[Point localization data]
┌────────

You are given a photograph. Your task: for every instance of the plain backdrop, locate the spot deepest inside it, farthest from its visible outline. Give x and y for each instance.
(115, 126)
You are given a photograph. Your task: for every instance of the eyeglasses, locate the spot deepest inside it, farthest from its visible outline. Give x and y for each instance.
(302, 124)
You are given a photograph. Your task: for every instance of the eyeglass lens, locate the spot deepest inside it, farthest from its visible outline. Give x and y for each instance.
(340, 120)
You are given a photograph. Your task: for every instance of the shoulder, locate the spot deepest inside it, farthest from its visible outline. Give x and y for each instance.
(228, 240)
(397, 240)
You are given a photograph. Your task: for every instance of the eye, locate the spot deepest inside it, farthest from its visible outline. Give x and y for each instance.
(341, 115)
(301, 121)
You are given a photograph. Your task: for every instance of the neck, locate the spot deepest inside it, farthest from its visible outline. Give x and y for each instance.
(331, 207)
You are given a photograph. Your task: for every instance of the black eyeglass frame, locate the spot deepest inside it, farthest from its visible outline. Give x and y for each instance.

└────────

• _What is being asked_
A verbatim reproduction of all the records above is the expected answer.

• _Solution below_
You are given a photograph. Your task: for every instance of the plain backdrop, locate the spot deepest inside it, farthest from its visible outline. Give x and y for each instance.
(115, 126)
You are given a photograph. Your task: for every instance of the eyeglasses, locate the spot deepest inside it, farthest from its visible outline. Give x and y for each instance.
(302, 124)
You are given a photograph. Your task: for every instance of the eyeglass lens, locate the spot deepest inside it, farthest from its visible outline. Give x and y for each instance.
(340, 120)
You are given a photograph. Your task: for every instance of the shoulder, locate the spot deepest inside it, farthest from its visible outline. Give x and y for each instance.
(228, 240)
(397, 240)
You are given a photograph. Your task: for every instance of the eye, locate the spot deepest inside it, farthest from its visible outline. Give x and y for each instance.
(341, 115)
(301, 121)
You are given a photograph. Your task: for every instance of the neck, locate the spot deepest inside it, farthest from its visible outline. Give x and y for each instance.
(331, 207)
You are given a photograph. Your task: for every instance of the black eyeglass frame, locate the spot deepest inside it, farthest from its visible outline. Give x and y for each instance.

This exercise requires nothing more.